EXERCISE INSTRUCTIONS – What is needed is an exact printout of all the data.

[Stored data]
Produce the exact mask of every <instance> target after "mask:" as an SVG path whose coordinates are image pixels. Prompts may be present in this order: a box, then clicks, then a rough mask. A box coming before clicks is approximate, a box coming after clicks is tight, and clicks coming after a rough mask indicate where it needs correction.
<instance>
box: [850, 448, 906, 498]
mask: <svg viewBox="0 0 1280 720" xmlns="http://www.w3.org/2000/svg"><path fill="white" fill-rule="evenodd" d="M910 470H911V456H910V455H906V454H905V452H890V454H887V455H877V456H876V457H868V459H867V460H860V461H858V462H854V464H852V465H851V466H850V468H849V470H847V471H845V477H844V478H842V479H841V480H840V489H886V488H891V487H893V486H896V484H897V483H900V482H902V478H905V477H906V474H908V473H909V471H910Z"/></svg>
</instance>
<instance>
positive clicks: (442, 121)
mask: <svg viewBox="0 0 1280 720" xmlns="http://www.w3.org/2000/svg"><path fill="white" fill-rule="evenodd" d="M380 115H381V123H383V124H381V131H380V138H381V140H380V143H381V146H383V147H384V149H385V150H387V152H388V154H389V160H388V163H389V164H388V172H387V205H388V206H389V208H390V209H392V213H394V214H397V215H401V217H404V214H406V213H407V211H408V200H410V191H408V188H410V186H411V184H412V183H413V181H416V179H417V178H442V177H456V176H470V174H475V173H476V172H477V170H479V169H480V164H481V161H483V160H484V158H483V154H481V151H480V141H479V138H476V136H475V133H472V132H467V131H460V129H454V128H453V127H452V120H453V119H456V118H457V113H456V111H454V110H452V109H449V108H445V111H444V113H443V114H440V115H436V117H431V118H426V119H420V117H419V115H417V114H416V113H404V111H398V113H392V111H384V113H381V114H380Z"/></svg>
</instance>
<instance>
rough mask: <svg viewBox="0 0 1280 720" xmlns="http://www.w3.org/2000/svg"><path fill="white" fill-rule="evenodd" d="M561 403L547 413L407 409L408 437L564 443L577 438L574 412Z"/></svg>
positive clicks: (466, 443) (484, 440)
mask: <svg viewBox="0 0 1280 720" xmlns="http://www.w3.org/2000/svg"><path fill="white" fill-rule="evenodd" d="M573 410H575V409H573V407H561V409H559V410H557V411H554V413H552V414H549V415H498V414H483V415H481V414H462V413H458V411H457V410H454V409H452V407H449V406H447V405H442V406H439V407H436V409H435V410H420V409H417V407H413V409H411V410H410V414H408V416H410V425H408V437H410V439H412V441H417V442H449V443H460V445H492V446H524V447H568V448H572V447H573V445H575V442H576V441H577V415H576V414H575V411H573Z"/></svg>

OUTPUT BELOW –
Produce the exact mask of every <instance> target after "mask:" as an SVG path whose coordinates are image pixels. Prompts may be present in this order: a box, then clicks, then a rough mask. A box coming before clicks is approximate, a box coming after clicks is tight, and clicks coming after a rough mask indicate where it needs correction.
<instance>
box: [850, 448, 906, 498]
mask: <svg viewBox="0 0 1280 720" xmlns="http://www.w3.org/2000/svg"><path fill="white" fill-rule="evenodd" d="M910 470H911V456H910V455H906V454H905V452H890V454H887V455H877V456H876V457H868V459H867V460H860V461H858V462H854V464H852V465H851V466H850V468H849V470H847V471H845V477H844V478H842V479H841V480H840V489H886V488H891V487H893V486H896V484H897V483H900V482H902V478H905V477H906V474H908V473H909V471H910Z"/></svg>
</instance>
<instance>
positive clicks: (442, 121)
mask: <svg viewBox="0 0 1280 720" xmlns="http://www.w3.org/2000/svg"><path fill="white" fill-rule="evenodd" d="M380 115H381V123H383V124H381V131H380V138H381V140H380V143H381V146H383V147H384V149H385V150H387V152H388V154H389V160H388V163H389V164H388V172H387V205H388V206H389V208H390V209H392V213H394V214H397V215H401V217H404V214H406V213H407V211H408V200H410V191H408V188H410V186H411V184H412V183H413V181H416V179H417V178H442V177H456V176H470V174H475V173H476V172H477V170H479V169H480V164H481V161H483V160H484V158H483V154H481V151H480V141H479V138H476V136H475V133H472V132H467V131H460V129H454V128H453V127H452V120H453V119H456V118H457V113H456V111H454V110H452V109H449V108H445V111H444V113H443V114H440V115H436V117H431V118H426V119H420V117H419V115H417V114H416V113H404V111H398V113H392V111H384V113H381V114H380Z"/></svg>
</instance>
<instance>
rough mask: <svg viewBox="0 0 1280 720" xmlns="http://www.w3.org/2000/svg"><path fill="white" fill-rule="evenodd" d="M561 403L547 413L407 409L408 437L564 443L577 438L574 412Z"/></svg>
positive clicks: (466, 443) (484, 440)
mask: <svg viewBox="0 0 1280 720" xmlns="http://www.w3.org/2000/svg"><path fill="white" fill-rule="evenodd" d="M573 410H575V409H573V407H561V409H559V410H557V411H554V413H552V414H549V415H498V414H483V415H481V414H462V413H458V411H457V410H454V409H452V407H449V406H447V405H442V406H439V407H436V409H435V410H420V409H417V407H413V409H411V410H410V414H408V416H410V425H408V437H410V439H412V441H417V442H449V443H460V445H492V446H524V447H568V448H572V447H573V445H575V442H576V441H577V415H576V414H575V411H573Z"/></svg>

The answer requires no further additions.